OBIETTIVO DEL COMPITO: Riscrivi il tratto del testo sugli acquisti di materiale sanitario da "L'analisi della Corte" fino a "a evidenza pubblica.", sostituendo "magistrati" con "giudici".

TESTO MOSTRATO:
--*--
L'analisi della Corte tocca il periodo un periodo di 18 mesi che va dal 2019 a giugno del 2020 e si sofferma in particolare sugli acquisti di materiale sanitario, il grosso del totale della spesa regionale e il capitolo di spesa più strategico in tempi di Covid, ovviamente. E, paradossalmente, il dato che balza prima agli occhi è quello dell'entità degli acquisti cosiddetti «non programmati» che sfuggono alla stazione appaltante. I magistrati ne contano, sulla base di dati Anac -Agenzia nazionale anti corruzione oltre 201 mila per 1,2 miliardi di euro di controvalore. Sono tutti appalti per beni o servizi sotto i 40mila euro di controvalore che sfuggono alla piattaforma Aria e vengono gestiti direttamente dalle singole aziende sanitarie e senza gare a evidenza pubblica.

«Colpisce la dimensione del fenomeno sia in valore assoluto, sia in rapporto alle acquisizioni che passano per la stazione appaltante» dicono i magistrati. Gli acquisti con gara Aria di materiale sanitario tramite la piattaforma Sintel sono oltre 10 miliardi di euro, e quindi va fuori gara più del 10% del valore delle acquisizioni. Un dato esorbitante, tanto che la stessa Corte chiede un «maggiore impegno» alle aziende sanitarie e ad Aria per «ridurre significativamente e riportare entro i limiti fisiologici gli acquisti minuti e urgenti», cresciuti sicuramente con la pandemia Covid ma che vanno riportati a una disciplina più ordinata.
--*--
ESTRATTI DELLE RIGHE:
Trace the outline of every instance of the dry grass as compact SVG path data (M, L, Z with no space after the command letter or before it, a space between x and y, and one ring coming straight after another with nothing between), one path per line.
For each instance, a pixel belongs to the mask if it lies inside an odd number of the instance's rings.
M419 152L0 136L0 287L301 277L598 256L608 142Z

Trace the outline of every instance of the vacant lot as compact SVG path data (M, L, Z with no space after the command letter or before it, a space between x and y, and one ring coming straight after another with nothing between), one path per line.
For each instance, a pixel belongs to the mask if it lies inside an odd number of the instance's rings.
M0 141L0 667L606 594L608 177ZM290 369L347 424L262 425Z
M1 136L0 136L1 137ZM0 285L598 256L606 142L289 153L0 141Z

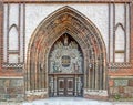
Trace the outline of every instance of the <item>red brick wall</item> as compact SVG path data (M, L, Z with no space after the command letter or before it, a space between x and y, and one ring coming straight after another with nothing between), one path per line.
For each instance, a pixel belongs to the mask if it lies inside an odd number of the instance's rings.
M0 71L1 71L1 63L2 63L2 19L3 19L3 12L2 12L2 2L0 1Z
M133 3L131 4L131 62L133 63Z

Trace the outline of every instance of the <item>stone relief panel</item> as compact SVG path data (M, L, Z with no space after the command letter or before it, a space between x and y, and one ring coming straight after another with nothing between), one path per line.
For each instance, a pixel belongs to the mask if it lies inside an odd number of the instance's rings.
M50 54L50 73L82 73L83 56L78 43L69 43L68 34L63 36L63 42L55 42Z

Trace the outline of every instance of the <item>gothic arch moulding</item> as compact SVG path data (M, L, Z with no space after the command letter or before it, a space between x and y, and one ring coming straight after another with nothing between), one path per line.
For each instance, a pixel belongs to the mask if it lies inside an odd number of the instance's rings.
M98 28L86 17L68 6L45 18L31 36L25 64L25 93L49 96L49 52L54 42L65 33L79 43L83 52L83 96L94 95L94 92L96 95L99 91L108 96L104 41Z

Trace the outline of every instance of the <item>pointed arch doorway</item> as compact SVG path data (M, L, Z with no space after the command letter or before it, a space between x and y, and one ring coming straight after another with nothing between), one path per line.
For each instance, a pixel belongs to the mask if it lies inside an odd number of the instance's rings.
M25 65L27 98L31 94L34 98L108 96L106 51L101 33L68 6L39 24L29 43Z
M70 34L64 33L54 42L48 64L50 96L82 96L83 53Z

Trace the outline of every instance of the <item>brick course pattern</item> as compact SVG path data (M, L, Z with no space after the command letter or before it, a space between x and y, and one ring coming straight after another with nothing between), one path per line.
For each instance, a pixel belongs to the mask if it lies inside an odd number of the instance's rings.
M25 2L25 3L41 3L41 2L52 2L52 0L3 0L4 3L7 2ZM62 0L57 1L57 2L63 2ZM111 2L111 0L72 0L70 2ZM113 2L113 0L112 0ZM115 0L115 2L132 2L132 0ZM2 2L0 2L0 76L23 76L22 73L17 72L13 69L8 69L7 71L2 71L2 20L3 20L3 9L2 9ZM131 65L133 64L133 3L131 3L131 43L130 43L130 49L131 49ZM121 67L121 69L114 69L114 71L112 71L111 69L109 69L109 77L110 76L133 76L133 67ZM120 78L122 80L122 78ZM121 82L116 82L117 80L109 80L109 93L110 95L113 97L114 95L120 95L120 97L122 98L131 98L133 97L133 78L127 78L124 80L125 84L121 84ZM2 80L0 78L0 98L1 99L8 99L8 98L23 98L23 85L21 86L11 86L12 83L16 84L17 80ZM119 84L116 84L119 83ZM32 101L35 98L44 98L48 96L31 96L28 99ZM106 97L93 97L93 96L84 96L88 98L100 98L100 99L106 99Z

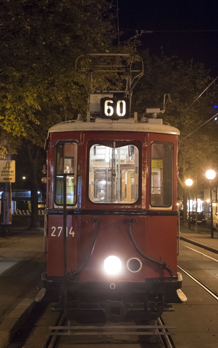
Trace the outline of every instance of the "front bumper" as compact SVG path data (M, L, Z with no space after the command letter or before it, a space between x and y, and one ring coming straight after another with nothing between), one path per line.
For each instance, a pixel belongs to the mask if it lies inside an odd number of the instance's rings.
M52 290L62 290L63 277L42 275L43 287ZM150 291L176 291L182 287L182 278L180 273L177 277L147 278L140 282L81 282L67 279L67 291L73 292L148 293Z

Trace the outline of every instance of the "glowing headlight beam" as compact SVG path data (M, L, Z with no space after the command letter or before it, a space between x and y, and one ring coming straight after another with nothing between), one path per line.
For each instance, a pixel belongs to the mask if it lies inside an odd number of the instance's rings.
M107 273L115 274L118 273L121 268L121 261L117 256L111 255L105 260L104 267Z

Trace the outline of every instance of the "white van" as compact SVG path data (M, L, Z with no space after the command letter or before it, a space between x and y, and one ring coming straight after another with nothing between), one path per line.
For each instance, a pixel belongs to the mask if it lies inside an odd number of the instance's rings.
M212 203L213 225L213 228L218 230L218 203Z

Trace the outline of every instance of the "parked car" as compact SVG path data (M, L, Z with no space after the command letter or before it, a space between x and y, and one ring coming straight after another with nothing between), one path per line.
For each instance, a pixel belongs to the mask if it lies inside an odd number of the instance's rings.
M198 212L197 215L198 222L201 223L202 225L206 225L207 223L207 217L203 212ZM192 212L191 213L191 223L194 224L195 223L196 213L195 212Z

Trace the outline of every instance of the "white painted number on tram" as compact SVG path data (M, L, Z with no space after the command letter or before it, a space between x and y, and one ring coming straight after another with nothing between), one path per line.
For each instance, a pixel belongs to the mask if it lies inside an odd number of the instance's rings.
M51 228L51 229L53 230L53 231L52 232L52 233L51 234L51 237L56 237L56 235L55 235L54 234L54 232L55 232L55 231L56 231L56 227L55 227L54 226L53 226ZM58 231L58 234L57 235L57 237L60 237L60 236L61 235L61 232L62 231L62 229L63 229L63 227L62 226L59 226L58 227L58 230L59 230ZM74 237L74 235L75 234L75 232L74 232L74 231L72 231L72 230L73 230L73 227L70 227L70 230L69 231L69 233L68 233L68 228L67 227L67 231L66 231L66 235L67 236L67 237L68 235L71 235L72 236L72 237Z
--*--
RISPOSTA SCRITTA:
L'analisi della Corte tocca il periodo un periodo di 18 mesi che va dal 2019 a giugno del 2020 e si sofferma in particolare sugli acquisti di materiale sanitario, il grosso del totale della spesa regionale e il capitolo di spesa più strategico in tempi di Covid, ovviamente. E, paradossalmente, il dato che balza prima agli occhi è quello dell'entità degli acquisti cosiddetti «non programmati» che sfuggono alla stazione appaltante. I giudici ne contano, sulla base di dati Anac -Agenzia nazionale anti corruzione oltre 201 mila per 1,2 miliardi di euro di controvalore. Sono tutti appalti per beni o servizi sotto i 40mila euro di controvalore che sfuggono alla piattaforma Aria e vengono gestiti direttamente dalle singole aziende sanitarie e senza gare a evidenza pubblica.